▸ O que fazer
Transcreva na íntegra, sem qualquer alteração, o texto sobre as perspetivas de investimento em obrigações e ações.

▸ Texto extraído

================================

2. TIPS é claramente uma das nossas preferidas na classe obrigacionista; num mundo em que mais de 1/4 da dívida investment grade está em terreno de yields nominais negativas, e muito mais do que isso está com yields reais negativas, as TIPS pelo menos oferecem um upside nominal capaz de proteger em cenários de um acréscimo na inflação (real e esperada); claro que também têm risco no sentido contrário, mas a assimetria é para o lado positivo e a escolha também se enquadra na nossa perspetiva de uma inflação acima do esperado. O crédito na nossa perspetiva está com uma assimetria muito negativa de potenciais rentabilidades e a dívida soberana com elevado rating servirá apenas para compor portfolios equilibrados como peça necessária. Nas soberanas, alguns picos de alta nas yields deverão ser aproveitados para aumentar duration, como forma de tentar proteger portfolios cada vez com mais ações nas suas composições;

Ações em geral é uma espécie de refúgio para quem procura rentabilidade, quase essencial para quem espera obter retornos reais positivos. É um "jogo" perigoso, mas consideramos que o sistema continuará a sua senda de se tentar proteger e, como tal, tudo se fará para este não ruir. A alavancagem do sistema é de tal forma que seria muito perigoso deixar os mercados entrar em bear market, pelo que percecionamos que qualquer correção mais acentuada (p.e. 15-20%) levará a intervenções com o que for necessário. Nesse sentido consideramos que faz sentido preparar-nos para reforços, mas partimos desde já com uma perspetiva mais bull para o mercado acionista. No fundo somos obrigados a “jogar o jogo” e existe uma forte probabilidade de termos um insuflar desta bolha de forma mais agressiva com fortes movimentos de valorização. Apesar desta perspetiva, este ano está a terminar com muitos indicadores em terreno muito otimista e muitas vezes indicador contrarium, pelo que faz sentido manter algumas munições para reforços. Em termos mais específicos, este ano preferimos nas posições mais estruturais e em termos relativos uma sobre exposição a ações mais defensivas considerando healthcare e ações suíças como importantes nesta lógica. Mas a perspetiva é que nos momentos para adicionar exposição se deve considerar setores mais cíclicos. Também vemos os mercados emergentes com capacidade para criar mais valor, nomeadamente a China, em que do plano quinquenal se subentende que o caminho é de maior abertura dos seus mercados para atingir estatuto de economia desenvolvida, com os seus mercados financeiros a terem que seguir esse mesmo percurso, ainda que de forma gradual.

================================

▸ Informação fornecida
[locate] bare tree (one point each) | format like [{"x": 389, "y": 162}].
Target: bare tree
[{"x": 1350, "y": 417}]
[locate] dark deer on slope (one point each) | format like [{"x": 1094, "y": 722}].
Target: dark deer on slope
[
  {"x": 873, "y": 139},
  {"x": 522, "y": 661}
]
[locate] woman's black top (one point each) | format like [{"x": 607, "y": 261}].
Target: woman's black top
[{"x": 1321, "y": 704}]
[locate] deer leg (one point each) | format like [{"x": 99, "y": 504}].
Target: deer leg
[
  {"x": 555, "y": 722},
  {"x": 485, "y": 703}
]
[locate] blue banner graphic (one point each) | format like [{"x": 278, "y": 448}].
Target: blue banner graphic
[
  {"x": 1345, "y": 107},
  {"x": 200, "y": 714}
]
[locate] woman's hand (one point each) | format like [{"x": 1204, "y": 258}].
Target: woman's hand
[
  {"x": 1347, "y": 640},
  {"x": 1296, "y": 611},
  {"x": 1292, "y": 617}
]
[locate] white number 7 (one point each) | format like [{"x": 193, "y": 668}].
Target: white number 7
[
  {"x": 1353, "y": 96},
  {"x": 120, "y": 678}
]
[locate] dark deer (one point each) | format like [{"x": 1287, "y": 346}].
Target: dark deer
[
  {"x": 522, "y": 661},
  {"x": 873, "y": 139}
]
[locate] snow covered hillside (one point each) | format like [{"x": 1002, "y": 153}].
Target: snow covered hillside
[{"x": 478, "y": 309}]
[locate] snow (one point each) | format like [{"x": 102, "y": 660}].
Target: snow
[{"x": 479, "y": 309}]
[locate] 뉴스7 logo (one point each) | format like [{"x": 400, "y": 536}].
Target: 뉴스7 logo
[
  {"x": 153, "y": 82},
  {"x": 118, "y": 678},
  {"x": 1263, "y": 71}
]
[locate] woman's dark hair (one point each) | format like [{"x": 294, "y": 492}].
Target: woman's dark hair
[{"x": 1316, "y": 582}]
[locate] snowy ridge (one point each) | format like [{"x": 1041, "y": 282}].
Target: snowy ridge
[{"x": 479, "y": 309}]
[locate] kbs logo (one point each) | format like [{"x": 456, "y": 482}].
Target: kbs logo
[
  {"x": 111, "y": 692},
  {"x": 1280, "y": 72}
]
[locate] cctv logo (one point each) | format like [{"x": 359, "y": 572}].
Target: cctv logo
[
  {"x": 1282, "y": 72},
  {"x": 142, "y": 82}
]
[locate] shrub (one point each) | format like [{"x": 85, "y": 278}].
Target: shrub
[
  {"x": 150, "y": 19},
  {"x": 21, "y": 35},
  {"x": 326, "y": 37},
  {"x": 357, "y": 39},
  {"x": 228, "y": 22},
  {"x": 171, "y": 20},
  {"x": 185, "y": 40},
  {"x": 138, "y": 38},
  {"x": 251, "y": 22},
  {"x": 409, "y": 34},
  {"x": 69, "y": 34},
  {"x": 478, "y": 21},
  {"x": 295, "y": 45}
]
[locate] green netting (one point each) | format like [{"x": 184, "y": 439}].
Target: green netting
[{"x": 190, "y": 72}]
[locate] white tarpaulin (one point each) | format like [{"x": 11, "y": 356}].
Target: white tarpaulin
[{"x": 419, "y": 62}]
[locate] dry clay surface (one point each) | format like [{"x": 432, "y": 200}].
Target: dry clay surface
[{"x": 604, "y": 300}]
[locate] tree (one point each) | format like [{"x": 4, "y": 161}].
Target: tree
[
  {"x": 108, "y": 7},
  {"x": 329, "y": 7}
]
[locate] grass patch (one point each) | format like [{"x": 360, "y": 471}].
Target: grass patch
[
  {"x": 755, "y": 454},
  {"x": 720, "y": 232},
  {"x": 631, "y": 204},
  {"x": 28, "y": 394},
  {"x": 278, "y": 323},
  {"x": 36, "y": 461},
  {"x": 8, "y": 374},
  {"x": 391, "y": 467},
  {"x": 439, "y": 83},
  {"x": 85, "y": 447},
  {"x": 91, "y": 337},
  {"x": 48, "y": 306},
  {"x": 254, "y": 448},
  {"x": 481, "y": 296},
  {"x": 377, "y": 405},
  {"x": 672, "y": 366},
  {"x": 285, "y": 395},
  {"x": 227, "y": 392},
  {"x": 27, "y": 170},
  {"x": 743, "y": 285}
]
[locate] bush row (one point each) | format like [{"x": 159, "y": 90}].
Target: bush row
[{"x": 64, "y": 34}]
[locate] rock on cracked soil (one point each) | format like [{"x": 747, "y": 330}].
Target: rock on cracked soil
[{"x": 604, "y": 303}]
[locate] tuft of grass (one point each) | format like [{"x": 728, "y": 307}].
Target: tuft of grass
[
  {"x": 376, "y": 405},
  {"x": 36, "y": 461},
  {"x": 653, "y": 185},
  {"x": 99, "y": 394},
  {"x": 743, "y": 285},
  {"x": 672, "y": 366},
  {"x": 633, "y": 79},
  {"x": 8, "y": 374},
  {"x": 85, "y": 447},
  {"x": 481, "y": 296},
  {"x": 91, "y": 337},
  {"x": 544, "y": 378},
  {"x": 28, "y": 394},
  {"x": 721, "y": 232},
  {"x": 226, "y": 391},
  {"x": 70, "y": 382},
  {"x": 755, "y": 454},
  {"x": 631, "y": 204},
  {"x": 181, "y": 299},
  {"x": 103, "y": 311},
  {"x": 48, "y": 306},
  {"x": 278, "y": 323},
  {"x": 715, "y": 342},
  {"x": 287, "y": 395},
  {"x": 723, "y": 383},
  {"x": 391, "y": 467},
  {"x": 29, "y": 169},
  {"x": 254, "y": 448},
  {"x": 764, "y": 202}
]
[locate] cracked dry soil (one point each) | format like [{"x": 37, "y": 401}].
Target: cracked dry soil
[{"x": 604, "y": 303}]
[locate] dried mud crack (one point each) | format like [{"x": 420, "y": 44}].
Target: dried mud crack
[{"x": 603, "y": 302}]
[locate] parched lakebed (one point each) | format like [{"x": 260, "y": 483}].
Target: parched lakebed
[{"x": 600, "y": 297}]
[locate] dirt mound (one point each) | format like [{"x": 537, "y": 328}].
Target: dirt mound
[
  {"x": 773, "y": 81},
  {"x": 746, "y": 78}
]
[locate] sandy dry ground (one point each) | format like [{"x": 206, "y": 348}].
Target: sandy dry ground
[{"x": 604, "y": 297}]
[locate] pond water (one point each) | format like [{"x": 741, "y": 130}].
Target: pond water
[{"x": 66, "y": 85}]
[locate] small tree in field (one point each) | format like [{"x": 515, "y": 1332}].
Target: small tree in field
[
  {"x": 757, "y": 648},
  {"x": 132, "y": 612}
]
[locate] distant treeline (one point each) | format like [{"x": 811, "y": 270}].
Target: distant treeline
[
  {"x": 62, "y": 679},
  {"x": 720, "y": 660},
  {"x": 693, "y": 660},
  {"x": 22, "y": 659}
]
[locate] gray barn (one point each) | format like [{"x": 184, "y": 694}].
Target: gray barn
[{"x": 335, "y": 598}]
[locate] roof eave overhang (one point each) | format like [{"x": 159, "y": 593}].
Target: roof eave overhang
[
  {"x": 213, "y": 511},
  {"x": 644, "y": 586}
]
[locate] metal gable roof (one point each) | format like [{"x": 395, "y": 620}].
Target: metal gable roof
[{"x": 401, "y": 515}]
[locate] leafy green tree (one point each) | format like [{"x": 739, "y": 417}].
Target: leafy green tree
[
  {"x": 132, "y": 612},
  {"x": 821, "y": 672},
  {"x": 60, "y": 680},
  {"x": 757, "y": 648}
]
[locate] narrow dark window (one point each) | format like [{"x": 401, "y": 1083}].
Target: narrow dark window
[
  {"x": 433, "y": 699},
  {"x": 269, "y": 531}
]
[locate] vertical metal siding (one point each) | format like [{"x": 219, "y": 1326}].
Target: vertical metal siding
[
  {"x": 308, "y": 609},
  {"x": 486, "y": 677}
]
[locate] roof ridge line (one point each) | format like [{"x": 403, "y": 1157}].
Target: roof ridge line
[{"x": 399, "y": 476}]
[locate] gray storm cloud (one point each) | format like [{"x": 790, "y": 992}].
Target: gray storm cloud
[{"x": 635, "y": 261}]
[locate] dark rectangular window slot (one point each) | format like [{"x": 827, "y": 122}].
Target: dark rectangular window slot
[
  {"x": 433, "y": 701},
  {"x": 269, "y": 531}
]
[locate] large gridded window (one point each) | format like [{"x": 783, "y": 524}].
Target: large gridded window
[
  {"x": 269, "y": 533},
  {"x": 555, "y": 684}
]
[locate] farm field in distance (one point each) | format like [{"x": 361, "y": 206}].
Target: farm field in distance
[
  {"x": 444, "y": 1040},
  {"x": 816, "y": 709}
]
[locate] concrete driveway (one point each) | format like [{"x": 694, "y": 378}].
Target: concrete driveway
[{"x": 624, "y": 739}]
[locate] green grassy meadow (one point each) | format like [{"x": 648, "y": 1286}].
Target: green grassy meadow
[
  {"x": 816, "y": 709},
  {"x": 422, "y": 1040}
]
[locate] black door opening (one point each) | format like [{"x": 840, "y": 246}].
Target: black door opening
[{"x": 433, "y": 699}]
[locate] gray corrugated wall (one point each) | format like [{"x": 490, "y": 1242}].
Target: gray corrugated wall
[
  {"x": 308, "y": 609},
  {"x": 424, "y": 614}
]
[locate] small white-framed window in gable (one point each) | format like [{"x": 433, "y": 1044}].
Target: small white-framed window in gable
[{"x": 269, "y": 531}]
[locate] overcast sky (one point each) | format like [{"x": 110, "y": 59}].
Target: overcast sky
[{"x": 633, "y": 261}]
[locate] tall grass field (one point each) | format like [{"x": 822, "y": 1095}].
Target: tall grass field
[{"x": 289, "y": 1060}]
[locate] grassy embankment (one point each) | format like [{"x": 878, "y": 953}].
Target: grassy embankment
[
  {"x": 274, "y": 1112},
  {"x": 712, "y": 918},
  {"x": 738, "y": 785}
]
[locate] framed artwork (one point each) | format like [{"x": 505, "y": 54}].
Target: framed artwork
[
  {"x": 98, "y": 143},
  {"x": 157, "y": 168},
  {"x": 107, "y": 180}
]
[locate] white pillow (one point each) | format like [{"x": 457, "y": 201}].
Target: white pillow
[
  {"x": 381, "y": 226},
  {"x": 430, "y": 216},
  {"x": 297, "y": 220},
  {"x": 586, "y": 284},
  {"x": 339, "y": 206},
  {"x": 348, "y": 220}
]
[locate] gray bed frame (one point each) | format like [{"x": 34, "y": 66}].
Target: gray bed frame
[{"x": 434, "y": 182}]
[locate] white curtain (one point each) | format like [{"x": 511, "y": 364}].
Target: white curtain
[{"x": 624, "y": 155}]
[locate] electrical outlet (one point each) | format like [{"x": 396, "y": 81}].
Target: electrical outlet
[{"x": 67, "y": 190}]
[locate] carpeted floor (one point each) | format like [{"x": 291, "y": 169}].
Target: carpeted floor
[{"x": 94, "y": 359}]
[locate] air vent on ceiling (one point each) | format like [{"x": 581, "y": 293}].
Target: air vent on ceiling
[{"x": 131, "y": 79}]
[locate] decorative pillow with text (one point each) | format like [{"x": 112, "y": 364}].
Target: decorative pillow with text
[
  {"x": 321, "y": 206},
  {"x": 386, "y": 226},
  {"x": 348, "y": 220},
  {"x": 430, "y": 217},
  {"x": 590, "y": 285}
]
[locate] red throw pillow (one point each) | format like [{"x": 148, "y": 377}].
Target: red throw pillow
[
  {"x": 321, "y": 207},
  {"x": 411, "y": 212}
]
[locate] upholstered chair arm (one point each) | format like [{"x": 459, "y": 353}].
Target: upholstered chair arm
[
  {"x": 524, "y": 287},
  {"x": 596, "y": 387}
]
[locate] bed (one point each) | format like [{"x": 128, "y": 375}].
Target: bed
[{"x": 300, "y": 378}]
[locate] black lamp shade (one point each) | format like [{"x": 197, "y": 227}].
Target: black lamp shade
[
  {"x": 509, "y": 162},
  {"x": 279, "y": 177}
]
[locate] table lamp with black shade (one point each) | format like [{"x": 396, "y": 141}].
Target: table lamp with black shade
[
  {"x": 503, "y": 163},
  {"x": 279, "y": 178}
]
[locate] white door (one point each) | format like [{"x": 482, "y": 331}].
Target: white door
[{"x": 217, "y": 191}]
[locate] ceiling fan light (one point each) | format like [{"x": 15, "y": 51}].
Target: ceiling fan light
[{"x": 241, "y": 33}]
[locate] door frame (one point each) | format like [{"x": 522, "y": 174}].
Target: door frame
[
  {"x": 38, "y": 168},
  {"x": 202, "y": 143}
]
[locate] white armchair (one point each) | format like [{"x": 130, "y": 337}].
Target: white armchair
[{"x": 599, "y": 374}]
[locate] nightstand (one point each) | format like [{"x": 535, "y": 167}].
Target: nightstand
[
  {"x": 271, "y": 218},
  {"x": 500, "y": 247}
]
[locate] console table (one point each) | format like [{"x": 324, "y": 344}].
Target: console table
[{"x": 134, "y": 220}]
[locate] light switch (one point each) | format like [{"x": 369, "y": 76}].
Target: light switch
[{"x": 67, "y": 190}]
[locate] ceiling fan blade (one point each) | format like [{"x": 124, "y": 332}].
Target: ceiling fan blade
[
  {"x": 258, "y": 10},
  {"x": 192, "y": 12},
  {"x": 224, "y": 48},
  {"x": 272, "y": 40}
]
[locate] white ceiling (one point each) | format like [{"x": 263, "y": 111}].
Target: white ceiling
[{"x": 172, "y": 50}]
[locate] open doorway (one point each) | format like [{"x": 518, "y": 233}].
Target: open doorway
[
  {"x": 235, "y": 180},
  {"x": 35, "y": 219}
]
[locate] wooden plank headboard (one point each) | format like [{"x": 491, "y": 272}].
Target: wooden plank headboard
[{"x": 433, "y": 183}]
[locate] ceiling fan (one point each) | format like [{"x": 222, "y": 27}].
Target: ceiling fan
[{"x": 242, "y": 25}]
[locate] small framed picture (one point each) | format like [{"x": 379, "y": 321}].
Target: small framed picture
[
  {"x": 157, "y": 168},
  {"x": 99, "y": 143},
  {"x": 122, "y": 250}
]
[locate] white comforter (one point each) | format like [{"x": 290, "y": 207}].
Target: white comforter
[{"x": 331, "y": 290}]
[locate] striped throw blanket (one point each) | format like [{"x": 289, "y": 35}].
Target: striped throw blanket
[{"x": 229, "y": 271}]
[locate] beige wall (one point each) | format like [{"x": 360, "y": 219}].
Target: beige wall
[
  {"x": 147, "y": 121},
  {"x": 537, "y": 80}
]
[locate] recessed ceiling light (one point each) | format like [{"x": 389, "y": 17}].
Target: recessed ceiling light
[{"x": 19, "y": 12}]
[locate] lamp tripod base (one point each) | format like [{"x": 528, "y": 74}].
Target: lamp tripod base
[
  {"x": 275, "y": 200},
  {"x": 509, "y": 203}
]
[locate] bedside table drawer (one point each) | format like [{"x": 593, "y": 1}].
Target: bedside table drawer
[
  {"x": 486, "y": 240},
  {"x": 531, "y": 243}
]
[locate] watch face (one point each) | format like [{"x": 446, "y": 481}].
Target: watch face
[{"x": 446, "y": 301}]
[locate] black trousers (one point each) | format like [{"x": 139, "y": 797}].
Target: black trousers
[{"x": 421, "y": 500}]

================================

▸ Solução da tarefa
2. TIPS é claramente uma das nossas preferidas na classe obrigacionista; num mundo em que mais de 1/4 da dívida investment grade está em terreno de yields nominais negativas, e muito mais do que isso está com yields reais negativas, as TIPS pelo menos oferecem um upside nominal capaz de proteger em cenários de um acréscimo na inflação (real e esperada); claro que também têm risco no sentido contrário, mas a assimetria é para o lado positivo e a escolha também se enquadra na nossa perspetiva de uma inflação acima do esperado. O crédito na nossa perspetiva está com uma assimetria muito negativa de potenciais rentabilidades e a dívida soberana com elevado rating servirá apenas para compor portfolios equilibrados como peça necessária. Nas soberanas, alguns picos de alta nas yields deverão ser aproveitados para aumentar duration, como forma de tentar proteger portfolios cada vez com mais ações nas suas composições;

Ações em geral é uma espécie de refúgio para quem procura rentabilidade, quase essencial para quem espera obter retornos reais positivos. É um "jogo" perigoso, mas consideramos que o sistema continuará a sua senda de se tentar proteger e, como tal, tudo se fará para este não ruir. A alavancagem do sistema é de tal forma que seria muito perigoso deixar os mercados entrar em bear market, pelo que percecionamos que qualquer correção mais acentuada (p.e. 15-20%) levará a intervenções com o que for necessário. Nesse sentido consideramos que faz sentido preparar-nos para reforços, mas partimos desde já com uma perspetiva mais bull para o mercado acionista. No fundo somos obrigados a “jogar o jogo” e existe uma forte probabilidade de termos um insuflar desta bolha de forma mais agressiva com fortes movimentos de valorização. Apesar desta perspetiva, este ano está a terminar com muitos indicadores em terreno muito otimista e muitas vezes indicador contrarium, pelo que faz sentido manter algumas munições para reforços. Em termos mais específicos, este ano preferimos nas posições mais estruturais e em termos relativos uma sobre exposição a ações mais defensivas considerando healthcare e ações suíças como importantes nesta lógica. Mas a perspetiva é que nos momentos para adicionar exposição se deve considerar setores mais cíclicos. Também vemos os mercados emergentes com capacidade para criar mais valor, nomeadamente a China, em que do plano quinquenal se subentende que o caminho é de maior abertura dos seus mercados para atingir estatuto de economia desenvolvida, com os seus mercados financeiros a terem que seguir esse mesmo percurso, ainda que de forma gradual.